▸ **TASK DATA**

___

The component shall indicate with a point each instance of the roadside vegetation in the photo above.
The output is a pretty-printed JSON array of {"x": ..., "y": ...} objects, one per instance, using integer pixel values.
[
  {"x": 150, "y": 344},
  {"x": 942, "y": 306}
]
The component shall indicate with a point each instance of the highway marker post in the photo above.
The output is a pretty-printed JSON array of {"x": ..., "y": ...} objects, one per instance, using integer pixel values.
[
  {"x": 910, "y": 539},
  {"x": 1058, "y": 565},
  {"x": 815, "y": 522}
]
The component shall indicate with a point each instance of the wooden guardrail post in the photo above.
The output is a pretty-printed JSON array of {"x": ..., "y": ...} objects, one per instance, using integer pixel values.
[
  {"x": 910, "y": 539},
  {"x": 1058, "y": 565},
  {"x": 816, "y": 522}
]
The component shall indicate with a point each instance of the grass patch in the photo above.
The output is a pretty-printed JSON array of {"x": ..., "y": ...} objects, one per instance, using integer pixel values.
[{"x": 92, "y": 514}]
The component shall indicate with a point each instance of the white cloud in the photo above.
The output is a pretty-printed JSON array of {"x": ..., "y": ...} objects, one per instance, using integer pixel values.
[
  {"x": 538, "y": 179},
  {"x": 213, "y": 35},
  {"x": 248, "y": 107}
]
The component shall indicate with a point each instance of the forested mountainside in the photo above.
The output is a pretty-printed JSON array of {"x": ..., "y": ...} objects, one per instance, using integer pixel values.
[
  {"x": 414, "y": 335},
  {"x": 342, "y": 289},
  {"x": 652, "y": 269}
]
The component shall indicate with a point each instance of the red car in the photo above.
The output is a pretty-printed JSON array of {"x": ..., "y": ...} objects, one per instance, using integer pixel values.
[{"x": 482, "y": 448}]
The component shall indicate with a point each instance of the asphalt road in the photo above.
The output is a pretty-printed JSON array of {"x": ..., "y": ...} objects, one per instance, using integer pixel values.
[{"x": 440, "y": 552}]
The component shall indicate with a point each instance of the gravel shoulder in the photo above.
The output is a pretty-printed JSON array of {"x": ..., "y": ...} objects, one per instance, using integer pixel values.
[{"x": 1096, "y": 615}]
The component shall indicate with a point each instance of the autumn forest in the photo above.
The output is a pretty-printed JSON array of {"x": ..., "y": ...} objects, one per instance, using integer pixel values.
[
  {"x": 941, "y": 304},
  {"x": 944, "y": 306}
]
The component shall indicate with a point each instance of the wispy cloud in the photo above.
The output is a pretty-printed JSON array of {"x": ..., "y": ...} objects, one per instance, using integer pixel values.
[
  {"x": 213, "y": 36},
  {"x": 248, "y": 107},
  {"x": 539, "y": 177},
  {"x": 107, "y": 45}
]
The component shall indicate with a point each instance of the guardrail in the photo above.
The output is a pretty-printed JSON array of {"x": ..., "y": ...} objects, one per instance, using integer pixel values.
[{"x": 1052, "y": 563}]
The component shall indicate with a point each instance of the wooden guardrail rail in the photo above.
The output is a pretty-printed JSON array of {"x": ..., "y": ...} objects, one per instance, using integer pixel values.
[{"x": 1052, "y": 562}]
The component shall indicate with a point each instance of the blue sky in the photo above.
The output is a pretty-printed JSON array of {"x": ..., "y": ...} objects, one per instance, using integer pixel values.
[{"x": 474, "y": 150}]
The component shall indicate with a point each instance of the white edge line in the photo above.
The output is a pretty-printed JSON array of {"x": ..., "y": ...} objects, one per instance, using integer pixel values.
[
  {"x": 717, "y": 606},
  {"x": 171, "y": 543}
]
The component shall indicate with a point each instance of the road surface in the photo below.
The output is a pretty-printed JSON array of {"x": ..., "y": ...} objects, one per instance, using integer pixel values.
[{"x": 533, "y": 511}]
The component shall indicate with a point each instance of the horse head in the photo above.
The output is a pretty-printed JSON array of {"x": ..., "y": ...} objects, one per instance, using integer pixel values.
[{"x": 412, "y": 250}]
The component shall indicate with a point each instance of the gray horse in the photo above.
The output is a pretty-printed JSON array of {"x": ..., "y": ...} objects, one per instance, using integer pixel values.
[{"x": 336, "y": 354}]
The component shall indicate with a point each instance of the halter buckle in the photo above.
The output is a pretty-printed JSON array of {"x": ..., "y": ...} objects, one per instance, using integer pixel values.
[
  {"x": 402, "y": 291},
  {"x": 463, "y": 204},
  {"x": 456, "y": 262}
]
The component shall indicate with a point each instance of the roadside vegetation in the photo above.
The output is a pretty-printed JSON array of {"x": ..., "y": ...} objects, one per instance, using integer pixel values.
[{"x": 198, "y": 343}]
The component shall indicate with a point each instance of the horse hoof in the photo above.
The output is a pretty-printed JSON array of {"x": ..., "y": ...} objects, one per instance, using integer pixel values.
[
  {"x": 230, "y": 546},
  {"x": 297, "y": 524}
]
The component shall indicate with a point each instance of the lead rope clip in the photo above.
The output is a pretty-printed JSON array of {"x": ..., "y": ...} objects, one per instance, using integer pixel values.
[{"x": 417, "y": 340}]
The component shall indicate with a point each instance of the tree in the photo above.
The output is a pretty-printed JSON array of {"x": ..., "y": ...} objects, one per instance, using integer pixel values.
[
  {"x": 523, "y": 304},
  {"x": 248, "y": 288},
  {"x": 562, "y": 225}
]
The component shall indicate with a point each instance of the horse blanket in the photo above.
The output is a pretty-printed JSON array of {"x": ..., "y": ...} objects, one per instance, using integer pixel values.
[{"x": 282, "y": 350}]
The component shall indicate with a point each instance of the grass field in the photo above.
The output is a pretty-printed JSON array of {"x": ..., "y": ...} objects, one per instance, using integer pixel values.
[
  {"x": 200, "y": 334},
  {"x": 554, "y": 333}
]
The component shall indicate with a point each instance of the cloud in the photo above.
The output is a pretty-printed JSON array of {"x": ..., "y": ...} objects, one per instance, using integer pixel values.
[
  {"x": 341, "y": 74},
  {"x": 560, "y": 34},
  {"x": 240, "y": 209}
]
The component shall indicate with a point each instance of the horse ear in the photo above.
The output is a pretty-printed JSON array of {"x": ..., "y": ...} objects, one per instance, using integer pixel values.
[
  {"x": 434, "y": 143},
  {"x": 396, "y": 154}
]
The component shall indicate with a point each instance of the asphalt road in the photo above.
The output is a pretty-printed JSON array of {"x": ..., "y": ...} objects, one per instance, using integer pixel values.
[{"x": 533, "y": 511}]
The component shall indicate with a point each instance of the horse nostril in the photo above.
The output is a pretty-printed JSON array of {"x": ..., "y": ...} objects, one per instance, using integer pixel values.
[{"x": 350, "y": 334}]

___

▸ **WRITTEN REQUEST**
Reproduce, word for word, every line starting at the line that contains "ear in the photo above." and ending with the final line of the entries.

▸ **THE ANSWER**
The component shall indicate with a point each instance of the horse ear in the photo above.
The output is a pretty-printed JSON array of {"x": ..., "y": ...} objects, one per instance, using integer pixel values.
[
  {"x": 434, "y": 143},
  {"x": 396, "y": 154}
]
The component shall indicate with a point each instance of the asphalt road in the photo above.
The output is a pretty-printed JSON array of {"x": ..., "y": ...} objects, one per instance, using integer pixel values.
[{"x": 533, "y": 511}]
The component shall indicate with a point each instance of the horse nostril in the photo above.
The output is a pretty-printed JSON array of {"x": ..., "y": ...} objects, one per instance, using integer pixel values.
[{"x": 350, "y": 334}]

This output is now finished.